(DATA TO USE begins)
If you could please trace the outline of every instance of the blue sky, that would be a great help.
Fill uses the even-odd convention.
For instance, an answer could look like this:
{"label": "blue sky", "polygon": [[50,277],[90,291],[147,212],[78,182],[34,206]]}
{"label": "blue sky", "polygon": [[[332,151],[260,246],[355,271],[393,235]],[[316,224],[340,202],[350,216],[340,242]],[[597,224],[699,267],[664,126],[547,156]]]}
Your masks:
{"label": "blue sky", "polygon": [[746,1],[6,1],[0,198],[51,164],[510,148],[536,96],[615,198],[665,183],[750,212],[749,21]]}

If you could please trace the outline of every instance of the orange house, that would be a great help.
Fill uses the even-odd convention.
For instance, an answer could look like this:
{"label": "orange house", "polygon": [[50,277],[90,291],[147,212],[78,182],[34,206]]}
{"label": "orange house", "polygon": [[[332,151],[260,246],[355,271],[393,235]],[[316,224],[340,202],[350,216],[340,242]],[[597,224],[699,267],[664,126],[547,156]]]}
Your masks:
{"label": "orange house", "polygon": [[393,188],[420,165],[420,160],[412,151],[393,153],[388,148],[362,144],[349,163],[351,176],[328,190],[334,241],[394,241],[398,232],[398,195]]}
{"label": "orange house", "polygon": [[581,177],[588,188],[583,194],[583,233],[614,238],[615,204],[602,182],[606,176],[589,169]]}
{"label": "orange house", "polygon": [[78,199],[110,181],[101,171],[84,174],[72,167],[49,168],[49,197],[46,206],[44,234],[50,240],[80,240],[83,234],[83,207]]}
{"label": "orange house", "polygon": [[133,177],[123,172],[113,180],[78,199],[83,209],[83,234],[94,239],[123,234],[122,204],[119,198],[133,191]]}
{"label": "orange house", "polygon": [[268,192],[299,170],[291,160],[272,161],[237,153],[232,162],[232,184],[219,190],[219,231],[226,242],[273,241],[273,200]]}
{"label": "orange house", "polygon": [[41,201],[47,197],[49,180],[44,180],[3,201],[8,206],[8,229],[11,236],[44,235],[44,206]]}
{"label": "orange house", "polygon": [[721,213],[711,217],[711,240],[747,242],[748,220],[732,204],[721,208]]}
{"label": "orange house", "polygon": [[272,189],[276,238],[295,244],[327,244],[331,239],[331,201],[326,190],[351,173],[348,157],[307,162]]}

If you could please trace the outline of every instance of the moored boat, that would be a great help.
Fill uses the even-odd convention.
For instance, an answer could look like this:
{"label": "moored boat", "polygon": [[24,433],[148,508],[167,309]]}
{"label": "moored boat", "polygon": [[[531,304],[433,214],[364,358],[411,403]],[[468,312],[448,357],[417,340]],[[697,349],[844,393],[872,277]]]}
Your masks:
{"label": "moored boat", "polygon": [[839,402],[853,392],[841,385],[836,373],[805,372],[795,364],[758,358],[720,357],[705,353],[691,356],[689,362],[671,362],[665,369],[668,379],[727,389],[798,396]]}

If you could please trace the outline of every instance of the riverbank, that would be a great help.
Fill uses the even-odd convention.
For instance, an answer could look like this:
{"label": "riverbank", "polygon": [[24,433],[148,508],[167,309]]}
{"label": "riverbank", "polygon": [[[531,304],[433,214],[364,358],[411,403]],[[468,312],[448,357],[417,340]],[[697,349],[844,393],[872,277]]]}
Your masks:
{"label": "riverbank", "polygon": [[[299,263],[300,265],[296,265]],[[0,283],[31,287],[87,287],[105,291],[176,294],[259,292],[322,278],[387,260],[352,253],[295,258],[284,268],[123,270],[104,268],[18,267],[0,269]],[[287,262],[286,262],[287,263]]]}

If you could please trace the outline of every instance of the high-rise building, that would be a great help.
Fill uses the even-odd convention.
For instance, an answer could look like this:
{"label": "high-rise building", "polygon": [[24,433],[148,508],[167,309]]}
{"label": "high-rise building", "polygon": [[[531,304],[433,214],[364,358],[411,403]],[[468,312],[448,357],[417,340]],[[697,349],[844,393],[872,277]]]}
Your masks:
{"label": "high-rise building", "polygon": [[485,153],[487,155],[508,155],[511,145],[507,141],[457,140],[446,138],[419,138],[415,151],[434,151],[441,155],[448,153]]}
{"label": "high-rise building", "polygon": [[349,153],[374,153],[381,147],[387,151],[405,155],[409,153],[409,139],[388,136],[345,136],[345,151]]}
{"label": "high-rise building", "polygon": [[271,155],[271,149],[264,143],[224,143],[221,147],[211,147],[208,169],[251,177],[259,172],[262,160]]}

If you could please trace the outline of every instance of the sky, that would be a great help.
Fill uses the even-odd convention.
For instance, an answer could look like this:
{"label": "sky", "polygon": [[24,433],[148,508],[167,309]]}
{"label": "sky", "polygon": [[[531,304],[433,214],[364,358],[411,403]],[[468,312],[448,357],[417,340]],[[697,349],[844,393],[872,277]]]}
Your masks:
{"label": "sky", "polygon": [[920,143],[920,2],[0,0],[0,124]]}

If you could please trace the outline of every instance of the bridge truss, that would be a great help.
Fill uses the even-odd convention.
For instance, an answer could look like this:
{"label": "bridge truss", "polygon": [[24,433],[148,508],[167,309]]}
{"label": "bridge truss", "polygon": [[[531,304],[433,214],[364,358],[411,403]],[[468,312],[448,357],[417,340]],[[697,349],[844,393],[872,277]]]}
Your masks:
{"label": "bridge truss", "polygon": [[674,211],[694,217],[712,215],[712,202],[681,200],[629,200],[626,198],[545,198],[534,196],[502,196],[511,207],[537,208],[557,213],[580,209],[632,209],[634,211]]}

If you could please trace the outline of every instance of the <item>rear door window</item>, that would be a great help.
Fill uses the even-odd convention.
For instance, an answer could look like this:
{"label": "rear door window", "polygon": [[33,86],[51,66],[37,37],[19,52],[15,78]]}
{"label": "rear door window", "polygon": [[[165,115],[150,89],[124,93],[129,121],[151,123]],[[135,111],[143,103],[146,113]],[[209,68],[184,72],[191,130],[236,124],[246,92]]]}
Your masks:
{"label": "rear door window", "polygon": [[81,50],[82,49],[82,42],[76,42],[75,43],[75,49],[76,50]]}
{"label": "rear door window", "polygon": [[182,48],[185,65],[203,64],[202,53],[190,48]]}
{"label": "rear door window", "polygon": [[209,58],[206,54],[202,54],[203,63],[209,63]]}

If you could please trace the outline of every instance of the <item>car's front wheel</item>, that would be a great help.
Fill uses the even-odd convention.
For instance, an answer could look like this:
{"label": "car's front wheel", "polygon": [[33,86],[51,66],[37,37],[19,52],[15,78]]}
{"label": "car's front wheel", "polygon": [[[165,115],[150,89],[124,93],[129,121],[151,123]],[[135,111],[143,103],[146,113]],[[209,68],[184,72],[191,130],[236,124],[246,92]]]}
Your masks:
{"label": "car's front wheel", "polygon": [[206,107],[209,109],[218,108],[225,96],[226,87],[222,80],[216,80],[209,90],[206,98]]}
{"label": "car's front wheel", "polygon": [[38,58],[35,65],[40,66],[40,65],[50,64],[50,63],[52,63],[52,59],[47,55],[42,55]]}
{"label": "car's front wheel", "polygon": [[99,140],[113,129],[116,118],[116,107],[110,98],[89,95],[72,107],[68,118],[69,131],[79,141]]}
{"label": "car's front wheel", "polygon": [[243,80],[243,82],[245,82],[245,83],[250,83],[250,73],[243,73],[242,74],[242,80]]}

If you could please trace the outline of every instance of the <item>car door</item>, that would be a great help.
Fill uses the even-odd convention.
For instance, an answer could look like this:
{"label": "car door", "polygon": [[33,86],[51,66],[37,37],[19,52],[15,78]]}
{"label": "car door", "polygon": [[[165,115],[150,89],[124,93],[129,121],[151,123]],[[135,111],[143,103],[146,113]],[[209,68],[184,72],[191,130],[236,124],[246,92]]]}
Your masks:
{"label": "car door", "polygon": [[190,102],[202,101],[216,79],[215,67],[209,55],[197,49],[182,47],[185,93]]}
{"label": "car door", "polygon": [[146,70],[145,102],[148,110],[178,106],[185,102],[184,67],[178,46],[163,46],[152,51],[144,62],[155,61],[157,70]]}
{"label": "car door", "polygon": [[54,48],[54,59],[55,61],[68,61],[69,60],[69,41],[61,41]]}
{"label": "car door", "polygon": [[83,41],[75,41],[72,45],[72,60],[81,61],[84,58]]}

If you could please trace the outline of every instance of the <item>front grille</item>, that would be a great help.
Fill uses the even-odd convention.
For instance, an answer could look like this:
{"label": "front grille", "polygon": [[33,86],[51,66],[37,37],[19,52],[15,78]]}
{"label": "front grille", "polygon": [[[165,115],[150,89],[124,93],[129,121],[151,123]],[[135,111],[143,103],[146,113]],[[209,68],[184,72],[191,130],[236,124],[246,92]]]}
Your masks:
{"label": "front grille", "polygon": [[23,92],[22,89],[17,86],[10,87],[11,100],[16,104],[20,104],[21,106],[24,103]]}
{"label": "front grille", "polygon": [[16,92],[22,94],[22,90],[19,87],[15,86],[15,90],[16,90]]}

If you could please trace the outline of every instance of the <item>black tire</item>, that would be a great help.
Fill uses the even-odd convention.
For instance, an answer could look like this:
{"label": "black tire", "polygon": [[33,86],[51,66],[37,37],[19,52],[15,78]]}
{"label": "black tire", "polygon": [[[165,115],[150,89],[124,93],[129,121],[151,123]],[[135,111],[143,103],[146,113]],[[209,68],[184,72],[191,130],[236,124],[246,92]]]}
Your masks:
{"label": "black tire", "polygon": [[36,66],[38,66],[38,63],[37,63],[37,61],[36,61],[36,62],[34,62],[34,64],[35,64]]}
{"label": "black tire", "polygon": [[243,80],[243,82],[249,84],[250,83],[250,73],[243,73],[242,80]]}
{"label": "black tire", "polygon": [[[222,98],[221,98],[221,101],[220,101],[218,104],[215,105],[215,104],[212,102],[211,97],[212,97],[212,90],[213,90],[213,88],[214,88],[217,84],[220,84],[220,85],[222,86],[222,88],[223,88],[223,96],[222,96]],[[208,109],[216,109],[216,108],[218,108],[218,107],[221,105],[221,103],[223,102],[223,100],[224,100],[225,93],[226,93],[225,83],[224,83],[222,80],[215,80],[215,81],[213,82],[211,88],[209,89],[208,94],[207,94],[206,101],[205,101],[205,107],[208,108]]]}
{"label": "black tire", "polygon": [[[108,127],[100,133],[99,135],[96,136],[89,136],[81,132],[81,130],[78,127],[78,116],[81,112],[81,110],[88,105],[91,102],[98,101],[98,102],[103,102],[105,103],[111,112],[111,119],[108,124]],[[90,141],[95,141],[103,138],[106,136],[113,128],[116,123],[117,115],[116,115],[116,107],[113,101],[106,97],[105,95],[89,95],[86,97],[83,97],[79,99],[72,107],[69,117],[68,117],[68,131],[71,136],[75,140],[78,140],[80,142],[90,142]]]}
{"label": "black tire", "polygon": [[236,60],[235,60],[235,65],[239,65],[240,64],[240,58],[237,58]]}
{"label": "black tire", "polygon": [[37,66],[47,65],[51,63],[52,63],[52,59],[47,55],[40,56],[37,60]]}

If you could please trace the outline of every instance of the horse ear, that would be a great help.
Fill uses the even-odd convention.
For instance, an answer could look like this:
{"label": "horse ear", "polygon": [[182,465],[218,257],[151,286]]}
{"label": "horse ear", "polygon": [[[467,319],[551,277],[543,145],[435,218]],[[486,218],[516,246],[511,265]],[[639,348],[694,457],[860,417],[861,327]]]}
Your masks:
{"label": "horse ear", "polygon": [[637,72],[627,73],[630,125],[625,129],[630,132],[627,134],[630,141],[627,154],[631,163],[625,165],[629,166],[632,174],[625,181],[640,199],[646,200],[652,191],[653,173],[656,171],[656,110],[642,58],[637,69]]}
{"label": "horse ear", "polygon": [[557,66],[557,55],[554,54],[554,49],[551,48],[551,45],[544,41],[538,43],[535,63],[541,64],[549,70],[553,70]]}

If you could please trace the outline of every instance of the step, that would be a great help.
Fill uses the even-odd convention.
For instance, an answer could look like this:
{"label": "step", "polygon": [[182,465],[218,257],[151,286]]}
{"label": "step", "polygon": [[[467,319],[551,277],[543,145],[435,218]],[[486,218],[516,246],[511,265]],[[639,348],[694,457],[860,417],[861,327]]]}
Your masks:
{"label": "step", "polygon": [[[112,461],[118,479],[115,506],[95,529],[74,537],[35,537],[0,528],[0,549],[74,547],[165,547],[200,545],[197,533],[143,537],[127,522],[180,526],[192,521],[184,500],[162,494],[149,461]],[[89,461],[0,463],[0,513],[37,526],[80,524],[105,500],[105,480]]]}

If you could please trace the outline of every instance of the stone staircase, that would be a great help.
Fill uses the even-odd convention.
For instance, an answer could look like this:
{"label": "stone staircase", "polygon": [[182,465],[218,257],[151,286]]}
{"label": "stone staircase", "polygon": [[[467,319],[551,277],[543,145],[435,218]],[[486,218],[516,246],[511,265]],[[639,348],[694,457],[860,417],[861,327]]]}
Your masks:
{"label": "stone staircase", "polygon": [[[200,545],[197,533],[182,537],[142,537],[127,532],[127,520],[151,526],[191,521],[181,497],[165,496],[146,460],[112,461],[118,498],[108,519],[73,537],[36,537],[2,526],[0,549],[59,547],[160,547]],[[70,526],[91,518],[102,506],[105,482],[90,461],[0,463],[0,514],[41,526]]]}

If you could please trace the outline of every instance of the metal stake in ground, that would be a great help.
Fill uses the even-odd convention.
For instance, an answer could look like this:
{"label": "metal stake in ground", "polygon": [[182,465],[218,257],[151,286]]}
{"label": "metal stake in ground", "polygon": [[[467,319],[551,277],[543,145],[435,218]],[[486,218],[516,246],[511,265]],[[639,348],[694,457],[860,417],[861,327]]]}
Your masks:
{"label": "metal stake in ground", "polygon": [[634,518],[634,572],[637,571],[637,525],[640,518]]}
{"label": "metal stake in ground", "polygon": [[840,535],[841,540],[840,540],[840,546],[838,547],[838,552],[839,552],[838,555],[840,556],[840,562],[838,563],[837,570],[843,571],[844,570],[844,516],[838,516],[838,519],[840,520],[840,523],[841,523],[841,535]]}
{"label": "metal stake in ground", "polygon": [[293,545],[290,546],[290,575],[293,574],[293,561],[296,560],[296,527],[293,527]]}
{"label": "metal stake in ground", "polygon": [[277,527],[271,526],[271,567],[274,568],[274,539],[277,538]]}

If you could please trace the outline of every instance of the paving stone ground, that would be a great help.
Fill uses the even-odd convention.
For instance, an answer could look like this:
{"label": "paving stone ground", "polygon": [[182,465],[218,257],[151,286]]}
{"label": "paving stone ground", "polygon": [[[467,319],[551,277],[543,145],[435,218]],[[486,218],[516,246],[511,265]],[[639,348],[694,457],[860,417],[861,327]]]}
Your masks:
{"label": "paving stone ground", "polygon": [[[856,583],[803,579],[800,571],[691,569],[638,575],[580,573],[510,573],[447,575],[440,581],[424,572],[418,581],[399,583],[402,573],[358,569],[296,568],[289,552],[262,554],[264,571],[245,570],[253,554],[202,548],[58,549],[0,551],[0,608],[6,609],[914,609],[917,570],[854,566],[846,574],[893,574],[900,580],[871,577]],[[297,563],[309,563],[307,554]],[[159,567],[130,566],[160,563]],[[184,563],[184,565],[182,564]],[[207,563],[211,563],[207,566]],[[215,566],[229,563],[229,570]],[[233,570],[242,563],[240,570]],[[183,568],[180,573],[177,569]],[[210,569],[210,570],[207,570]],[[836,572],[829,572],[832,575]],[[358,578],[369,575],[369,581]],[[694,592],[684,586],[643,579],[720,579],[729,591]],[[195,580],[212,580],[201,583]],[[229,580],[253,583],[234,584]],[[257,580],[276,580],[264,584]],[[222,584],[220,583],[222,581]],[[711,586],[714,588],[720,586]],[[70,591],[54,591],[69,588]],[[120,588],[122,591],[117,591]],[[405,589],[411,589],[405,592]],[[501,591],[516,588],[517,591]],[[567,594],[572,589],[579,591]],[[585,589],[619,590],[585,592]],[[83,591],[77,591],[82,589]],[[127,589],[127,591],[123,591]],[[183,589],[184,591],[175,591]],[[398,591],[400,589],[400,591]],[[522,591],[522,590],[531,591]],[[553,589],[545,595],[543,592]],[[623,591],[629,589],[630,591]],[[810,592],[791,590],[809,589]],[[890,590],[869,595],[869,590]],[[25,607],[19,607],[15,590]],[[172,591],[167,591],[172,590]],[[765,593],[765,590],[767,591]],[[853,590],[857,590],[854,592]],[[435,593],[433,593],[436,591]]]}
(DATA TO USE ends)
* YOUR OBJECTIVE:
Lines holding the word "item" in the entries above are the ones to pull out. Copy them all.

* WRITTEN ANSWER:
If you could please trace the outline of every instance of the <item>rear door window</item>, that would be a great help.
If you could please trace the outline of every instance of the <item>car's front wheel</item>, that would be a great help.
If you could please trace the outline of every instance of the <item>car door</item>, that would be a great help.
If you could please trace the outline of every instance of the <item>front grille</item>, that would be a great help.
If you could please trace the outline of every instance of the <item>black tire</item>, that would be a great help.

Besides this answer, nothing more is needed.